§ **ABOUT THIS TASK**: Would you transcribe each of the entries exactly, with nothing added or dropped?

# # # # # # #

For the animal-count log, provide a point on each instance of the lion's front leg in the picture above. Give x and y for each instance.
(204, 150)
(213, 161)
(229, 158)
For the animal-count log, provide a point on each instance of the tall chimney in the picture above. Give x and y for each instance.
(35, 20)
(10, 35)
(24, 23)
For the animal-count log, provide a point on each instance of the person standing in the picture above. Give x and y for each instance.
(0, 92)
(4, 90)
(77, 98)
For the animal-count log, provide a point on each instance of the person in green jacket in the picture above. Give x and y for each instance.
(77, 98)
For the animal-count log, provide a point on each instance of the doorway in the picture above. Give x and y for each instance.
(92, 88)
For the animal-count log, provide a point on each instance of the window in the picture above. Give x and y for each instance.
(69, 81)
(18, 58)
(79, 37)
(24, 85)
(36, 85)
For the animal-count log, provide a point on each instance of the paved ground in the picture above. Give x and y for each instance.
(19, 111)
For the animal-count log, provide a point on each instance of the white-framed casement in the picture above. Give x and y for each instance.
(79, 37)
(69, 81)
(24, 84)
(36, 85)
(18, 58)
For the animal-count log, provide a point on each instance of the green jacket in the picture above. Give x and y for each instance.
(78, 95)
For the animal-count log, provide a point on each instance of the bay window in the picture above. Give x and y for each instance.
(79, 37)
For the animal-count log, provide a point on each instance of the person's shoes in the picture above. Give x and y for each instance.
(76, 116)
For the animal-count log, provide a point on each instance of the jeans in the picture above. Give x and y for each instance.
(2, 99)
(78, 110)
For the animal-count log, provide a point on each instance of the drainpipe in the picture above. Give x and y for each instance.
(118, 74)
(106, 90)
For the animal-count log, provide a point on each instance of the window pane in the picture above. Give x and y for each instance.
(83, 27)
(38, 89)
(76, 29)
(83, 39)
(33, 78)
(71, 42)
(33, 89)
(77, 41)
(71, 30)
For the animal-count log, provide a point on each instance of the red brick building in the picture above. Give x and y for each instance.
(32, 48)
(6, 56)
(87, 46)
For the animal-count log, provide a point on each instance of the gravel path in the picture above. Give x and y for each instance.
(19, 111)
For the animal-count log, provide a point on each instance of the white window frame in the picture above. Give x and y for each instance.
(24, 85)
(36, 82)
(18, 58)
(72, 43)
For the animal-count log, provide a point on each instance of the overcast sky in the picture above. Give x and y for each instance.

# # # # # # #

§ **WRITTEN REPLY**:
For the animal-count log, provide a point on each instance of the lion's front leg in the picture above. Give x and y for each instance.
(204, 150)
(213, 161)
(229, 158)
For the animal-count log, provide a point on each instance of the tall chimney in the picture above. Give x and y for each instance.
(35, 20)
(10, 35)
(24, 23)
For the animal-count log, provide a point on each instance of the person standing in the picture above. Give x and y for each instance.
(0, 92)
(4, 90)
(77, 98)
For the animal-count log, provide a point on each instance of the person in green jacket in the picture above. Give x and y for each instance.
(77, 98)
For the animal-count log, provide a point on each instance of the doorway in the picture above. Give x and y for each instance.
(92, 88)
For the animal-count log, provide a point on each instance of the window in the picture above. Give x and y for each instance.
(69, 81)
(18, 58)
(79, 37)
(24, 85)
(36, 85)
For the animal-count log, provide a point on each instance of the paved ground in the picture above. Give x and y for each instance.
(19, 111)
For the animal-count log, provide a point on each instance of the white-framed casement in the picture above. Give x and y for each instance.
(79, 37)
(69, 81)
(24, 84)
(36, 85)
(18, 58)
For the animal-count log, provide a point on each instance of the green jacket in the picture above. Give x and y for each instance.
(78, 95)
For the animal-count log, provide a point on each instance of the bay window in the picture above. Give x and y for each instance.
(79, 37)
For the animal-count log, provide a point on each instance of the person's shoes in the picture above. Give x and y for each instance.
(76, 116)
For the animal-count log, provide a point on each instance of the jeans in the picture above. Give x and y for each instance.
(2, 99)
(78, 110)
For the animal-count log, provide a point on each instance of the drainpipe in the picture above. Give x and y for each instance.
(118, 74)
(106, 90)
For the animal-count log, provide a point on each instance of the window pane in the picture above. Give x and y for each instance.
(83, 27)
(38, 89)
(76, 29)
(83, 39)
(33, 78)
(71, 42)
(33, 89)
(77, 41)
(71, 30)
For the animal-count log, provide a point on each instance of the red brick building in the picture above. Give x and y for each instance.
(32, 48)
(6, 56)
(87, 46)
For the animal-count log, provide a point on each instance of the gravel path in the picture above. Give x and y for each instance.
(19, 111)
For the animal-count log, provide a point on each instance of the white window frame in the picture above. Give x and y for each instance.
(24, 85)
(36, 82)
(18, 58)
(72, 43)
For the animal-count log, provide a point on each instance of the overcast sky in the picture above. Give x and y for each instance.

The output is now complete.